ARTIKEL
_ _ _

GenPI.co - Wakil Ketua Badan Legislasi (Baleg), Willy Aditya menilai pimpinan DPR parno untuk membahas isu pekerja rumah tangga (PRT).
Hal itu membuat RUU Perlindungan Pekerja Rumah Tangga (PPRT) tak kunjung disahkan menjadi undang-undang selama 18 tahun.
“Kami sudah komunikasi dengan pimpinan soal hal ini, cara pikir dan pandang mereka masih belum bisa membela para PRT,” ujarnya dalam kegiatan Sambut Hari PRT Nasional Komnas Perempuan, Senin (14/2).
Willy mengaku sempat menuliskan artikel opini untuk menyindir para pemimpin DPR yang belum bisa melihat seberapa urgensi masalah kerentanan yang dialami oleh PRT.

_ _ _

DATA YANG DITAMPILKAN
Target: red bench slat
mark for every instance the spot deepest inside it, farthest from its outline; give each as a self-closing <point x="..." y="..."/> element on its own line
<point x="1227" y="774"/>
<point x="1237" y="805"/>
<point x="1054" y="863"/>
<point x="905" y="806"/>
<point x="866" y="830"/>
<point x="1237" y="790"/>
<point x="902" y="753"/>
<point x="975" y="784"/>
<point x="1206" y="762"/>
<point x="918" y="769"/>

_ _ _

PERINTAH 1
Salin ulang dengan persis bagian artikel tentang RUU Perlindungan Pekerja Rumah Tangga, yaitu bentangan dari "Hal itu membuat" sampai dengan "dialami oleh PRT.".
PERINTAH 2
Tuliskan kembali setiap baris dari semua catatan di atas dengan persis, tanpa mengubah apa pun.

JAWABAN BENAR 1
Hal itu membuat RUU Perlindungan Pekerja Rumah Tangga (PPRT) tak kunjung disahkan menjadi undang-undang selama 18 tahun.
“Kami sudah komunikasi dengan pimpinan soal hal ini, cara pikir dan pandang mereka masih belum bisa membela para PRT,” ujarnya dalam kegiatan Sambut Hari PRT Nasional Komnas Perempuan, Senin (14/2).
Willy mengaku sempat menuliskan artikel opini untuk menyindir para pemimpin DPR yang belum bisa melihat seberapa urgensi masalah kerentanan yang dialami oleh PRT.

JAWABAN BENAR 2
Target: red bench slat
mark for every instance the spot deepest inside it, farthest from its outline; give each as a self-closing <point x="..." y="..."/> element on its own line
<point x="1227" y="774"/>
<point x="1237" y="805"/>
<point x="1054" y="863"/>
<point x="905" y="806"/>
<point x="866" y="830"/>
<point x="1237" y="790"/>
<point x="902" y="753"/>
<point x="975" y="784"/>
<point x="1206" y="762"/>
<point x="918" y="769"/>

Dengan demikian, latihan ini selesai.